## TEXT TO READ
GOING north in this country has generally meant going without.

My mother grew up in Wick without electricity until Tom Johnston’s bold intervention in the late 1940s forced hydro-electricity on reluctant landowners and finally brought power to the glens.

But still the Highlands comes last.

The train route north from Perth is still single-track as it was in the 19th century when it opened. And of course, the road north to the Highlands, the A9, will probably be amongst the last arterial routes in Scotland to be fully dualled.

But the story with the superhighway was meant to be different.

After various false starts resulting in “not spots” all over the Highlands and Islands, the Scottish Government decided the Highlands and Islands should come first in the rollout of superfast broadband.

That hasn’t happened, indeed the delivery of “superfast broadband” across the whole of Scotland – especially rural Scotland – has been a bit of a disaster. So much so that Nicola Sturgeon’s 2015 pledge to connect 100 per cent of properties by 2020 simply won’t happen unless the Scottish Government tears up the existing model of broadband rollout and starts again.

What might work better? A recent trip to the tiny Faroe Islands, located between the Shetlands and Iceland, revealed something rather more ambitious and successful. There 98 per cent 4G LTE coverage is backed up by an islands-wide fibre network. Indeed the cluster of 18 islands is set to have 100 per cent superfast mobile broadband by the end of 2016. That coverage extends out to the 200 mile fishing limit – to include the Faroese fishing fleet and passing cruise ships – and also a mile up in the air to cover important helicopter routes. There are no exceptions, no not spots and there is no argument about Faroese Telecom’s claim to provide the world’s best mobile broadband.

According to chief executive Jan Ziskasen, “In South Korea, allegedly the world’s number one spot for 4G connectivity, the average speed is about 60Mbps. We are in the process of overtaking that as the average speed here is approaching 100Mbps and will be higher before long. Once we launch the 800MHz a long-range frequency later this year, the islands will have a theoretical speed just below 1Gbps and that truly is speed in your pocket.”

As a word of reminder, the population of the Faroes is just 49,000 people. How did Faroese Telecom do it?

## PROVIDED DATA

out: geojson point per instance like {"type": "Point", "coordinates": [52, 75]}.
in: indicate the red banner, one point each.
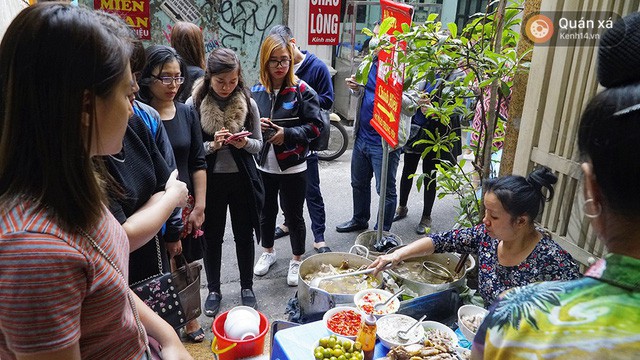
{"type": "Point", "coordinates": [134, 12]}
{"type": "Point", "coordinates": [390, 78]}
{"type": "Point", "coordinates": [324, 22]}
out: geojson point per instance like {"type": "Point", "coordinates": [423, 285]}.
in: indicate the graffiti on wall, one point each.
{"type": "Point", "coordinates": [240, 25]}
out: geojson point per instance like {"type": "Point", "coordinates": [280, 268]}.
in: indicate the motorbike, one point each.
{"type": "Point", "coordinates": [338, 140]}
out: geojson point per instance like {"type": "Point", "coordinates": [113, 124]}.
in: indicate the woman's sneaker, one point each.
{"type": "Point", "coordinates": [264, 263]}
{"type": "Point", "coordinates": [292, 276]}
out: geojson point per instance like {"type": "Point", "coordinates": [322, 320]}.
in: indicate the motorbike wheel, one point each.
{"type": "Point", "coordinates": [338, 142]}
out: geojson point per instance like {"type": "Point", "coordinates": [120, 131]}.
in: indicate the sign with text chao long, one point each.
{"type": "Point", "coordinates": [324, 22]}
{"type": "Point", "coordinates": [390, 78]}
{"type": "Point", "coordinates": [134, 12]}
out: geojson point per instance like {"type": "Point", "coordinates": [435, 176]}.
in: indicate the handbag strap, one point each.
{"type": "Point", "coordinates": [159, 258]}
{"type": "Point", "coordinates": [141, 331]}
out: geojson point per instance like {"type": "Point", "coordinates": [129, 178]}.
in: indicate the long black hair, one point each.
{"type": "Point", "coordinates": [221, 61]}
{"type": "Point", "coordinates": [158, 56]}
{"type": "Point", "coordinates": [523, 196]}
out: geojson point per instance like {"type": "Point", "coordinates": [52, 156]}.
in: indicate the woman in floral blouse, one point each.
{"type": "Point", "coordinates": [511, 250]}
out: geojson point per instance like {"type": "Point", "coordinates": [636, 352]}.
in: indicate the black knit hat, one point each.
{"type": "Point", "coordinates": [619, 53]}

## TASKS TO COMPLETE
**A.** Transcribe everything in the broadband piece from "GOING north in" down to "be fully dualled.".
**B.** Condense the paragraph of the broadband piece that opens "What might work better?" into a short bulleted list of its main facts.

## EXPECTED RESULTS
**A.**
GOING north in this country has generally meant going without.

My mother grew up in Wick without electricity until Tom Johnston’s bold intervention in the late 1940s forced hydro-electricity on reluctant landowners and finally brought power to the glens.

But still the Highlands comes last.

The train route north from Perth is still single-track as it was in the 19th century when it opened. And of course, the road north to the Highlands, the A9, will probably be amongst the last arterial routes in Scotland to be fully dualled.

**B.**
- The Faroe Islands, between the Shetlands and Iceland, show a more ambitious and successful approach.
- 4G LTE coverage there is 98 percent, backed by a fibre network across the islands.
- The 18 islands are set to have 100 percent superfast mobile broadband by the end of 2016.
- Coverage reaches out to the 200-mile fishing limit, which includes the fishing fleet and passing cruise ships. It also extends a mile into the air to cover helicopter routes.
- There are no not spots, and no one disputes Faroese Telecom's claim to provide the world's best mobile broadband.